> Exercise requirements
Nothing may be dropped or altered: reproduce all the data.

**** Entries shown ****

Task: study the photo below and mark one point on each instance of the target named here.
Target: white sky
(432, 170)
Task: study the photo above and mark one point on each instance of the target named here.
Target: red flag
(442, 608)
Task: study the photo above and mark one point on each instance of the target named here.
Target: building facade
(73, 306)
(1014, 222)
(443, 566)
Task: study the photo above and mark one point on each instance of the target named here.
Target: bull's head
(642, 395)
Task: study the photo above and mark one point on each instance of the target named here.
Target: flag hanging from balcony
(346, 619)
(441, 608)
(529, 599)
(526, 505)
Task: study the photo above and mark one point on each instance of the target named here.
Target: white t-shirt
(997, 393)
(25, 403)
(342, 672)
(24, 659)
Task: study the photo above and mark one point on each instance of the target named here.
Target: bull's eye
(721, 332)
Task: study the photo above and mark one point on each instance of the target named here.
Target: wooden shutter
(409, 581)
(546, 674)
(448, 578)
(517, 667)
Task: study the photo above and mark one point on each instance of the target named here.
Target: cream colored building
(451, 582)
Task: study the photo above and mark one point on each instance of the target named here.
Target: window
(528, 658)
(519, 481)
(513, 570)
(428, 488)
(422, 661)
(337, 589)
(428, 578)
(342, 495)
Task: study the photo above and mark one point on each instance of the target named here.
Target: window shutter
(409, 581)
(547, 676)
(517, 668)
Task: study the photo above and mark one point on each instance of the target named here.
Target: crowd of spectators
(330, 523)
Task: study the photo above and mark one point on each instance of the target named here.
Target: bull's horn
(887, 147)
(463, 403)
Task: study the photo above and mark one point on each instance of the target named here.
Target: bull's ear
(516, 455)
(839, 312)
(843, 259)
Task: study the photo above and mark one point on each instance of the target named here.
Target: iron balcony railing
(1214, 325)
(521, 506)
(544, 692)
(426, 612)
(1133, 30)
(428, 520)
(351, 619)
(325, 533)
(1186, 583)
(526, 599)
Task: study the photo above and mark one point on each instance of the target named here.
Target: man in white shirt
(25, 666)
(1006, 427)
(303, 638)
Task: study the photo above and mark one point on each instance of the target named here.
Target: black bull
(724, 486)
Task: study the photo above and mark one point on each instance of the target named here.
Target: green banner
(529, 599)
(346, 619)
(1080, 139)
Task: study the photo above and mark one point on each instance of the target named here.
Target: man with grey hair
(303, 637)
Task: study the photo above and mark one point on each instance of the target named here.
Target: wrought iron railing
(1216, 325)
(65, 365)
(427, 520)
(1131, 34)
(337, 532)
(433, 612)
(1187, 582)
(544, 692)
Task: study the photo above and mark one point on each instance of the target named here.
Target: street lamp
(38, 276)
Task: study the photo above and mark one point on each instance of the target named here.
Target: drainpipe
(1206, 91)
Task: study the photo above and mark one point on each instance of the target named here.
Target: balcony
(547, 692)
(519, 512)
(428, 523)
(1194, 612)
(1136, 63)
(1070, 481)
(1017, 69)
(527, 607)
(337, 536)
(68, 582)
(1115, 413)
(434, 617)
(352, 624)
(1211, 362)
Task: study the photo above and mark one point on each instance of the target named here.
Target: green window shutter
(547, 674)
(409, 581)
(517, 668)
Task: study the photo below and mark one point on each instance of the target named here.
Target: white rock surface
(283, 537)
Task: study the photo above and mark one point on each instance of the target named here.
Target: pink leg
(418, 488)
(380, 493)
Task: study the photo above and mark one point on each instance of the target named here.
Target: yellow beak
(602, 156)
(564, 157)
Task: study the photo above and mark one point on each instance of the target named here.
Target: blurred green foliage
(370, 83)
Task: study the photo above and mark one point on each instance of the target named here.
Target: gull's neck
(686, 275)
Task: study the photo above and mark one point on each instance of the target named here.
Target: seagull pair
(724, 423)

****

> Completed exercise
Task: study the photo below and mark one point on each instance of the target named here.
Target: white sky
(432, 170)
Task: study the photo above and mark one point on each instance of the target named here.
Target: red flag
(442, 608)
Task: study the photo above and mark one point on each instance of the target named here.
Target: building facade
(73, 306)
(1014, 222)
(443, 566)
Task: study the photo above and mark one point on each instance of the target named here.
Target: bull's head
(642, 395)
Task: study the photo above and mark one point on each instance of the target named here.
Target: flag hanging from balcony
(346, 619)
(441, 608)
(529, 599)
(526, 505)
Task: study the photo above and mark one point on each instance of the target named here.
Target: white t-shirt
(997, 393)
(25, 403)
(342, 672)
(24, 659)
Task: study the photo above and mark one point on each instance of the target named here.
Target: bull's eye
(721, 332)
Task: study the photo above and mark one point on each instance of the target named here.
Target: wooden shutter
(409, 581)
(546, 674)
(448, 578)
(517, 667)
Task: study the photo above and mark one point on each instance of the target named here.
Target: cream colored building
(451, 582)
Task: study the photo above and mark one point on each instance of the target named here.
Target: window
(528, 658)
(519, 481)
(513, 570)
(428, 488)
(422, 661)
(337, 589)
(428, 578)
(342, 495)
Task: study the photo above and mark one point on each instance of the target named here.
Target: window shutter
(409, 581)
(547, 676)
(517, 668)
Task: study the photo above and mark one point on each instance of the target named here.
Target: crowd of spectators
(330, 523)
Task: study the photo above and mark one point on each instance of the target named here.
Target: bull's horn
(887, 147)
(463, 403)
Task: study the photo above and mark one point on each instance of the target named here.
Target: bull's ear
(516, 455)
(839, 312)
(843, 259)
Task: study the photo above and mark one point on each instance of the target named here.
Target: iron balcony railing
(1214, 325)
(521, 506)
(544, 692)
(426, 612)
(1133, 30)
(428, 520)
(351, 619)
(325, 533)
(1186, 583)
(526, 599)
Task: study the photo above and mark one point on each instance of the target named here.
Target: man in white shirt
(25, 666)
(1006, 427)
(303, 638)
Task: study the photo above and mark one point on each instance of the target named here.
Target: black bull
(724, 486)
Task: study the photo above and mark one point on each instance of the target named here.
Target: green banner
(529, 599)
(346, 619)
(1080, 139)
Task: study the photo above and mark one point on each instance of the target named here.
Target: man with grey hair
(303, 637)
Task: study the photo above and mark one point on each instance of the target named here.
Target: wrought iron railing
(1216, 325)
(65, 365)
(427, 520)
(1131, 34)
(337, 532)
(433, 612)
(1187, 582)
(544, 692)
Task: study the photo above and mark one point on each instance of the target named here.
Target: street lamp
(38, 276)
Task: study the photo above and mark one point on each instance of the target named here.
Target: drainpipe
(1206, 91)
Task: study the photo above and mark one point on each instance of the target named here.
Target: balcony
(547, 692)
(519, 512)
(428, 523)
(1194, 612)
(1136, 63)
(1070, 481)
(1017, 69)
(527, 607)
(337, 536)
(68, 582)
(1115, 413)
(434, 617)
(352, 624)
(1211, 362)
Task: study the photo above and mark one point on each instance of the target named here.
Target: green window shutter
(547, 674)
(409, 581)
(517, 668)
Task: study the photo below and mark one point on each instance of the target named here.
Target: white rock surface
(283, 537)
Task: study the photo above and mark one point on each instance of the target named here.
Target: pink leg
(418, 488)
(380, 493)
Task: study the photo above and mark one point on each instance of the target named here.
Target: yellow beak
(602, 156)
(564, 157)
Task: study the photo above and mark one point on each instance of the target named here.
Target: blurred green foliage
(370, 83)
Task: study the photo above and mark one point on each instance of the target named here.
Target: gull's neck
(686, 275)
Task: study the photo above and mark one point on each instance of the target named here.
Target: seagull pair
(724, 423)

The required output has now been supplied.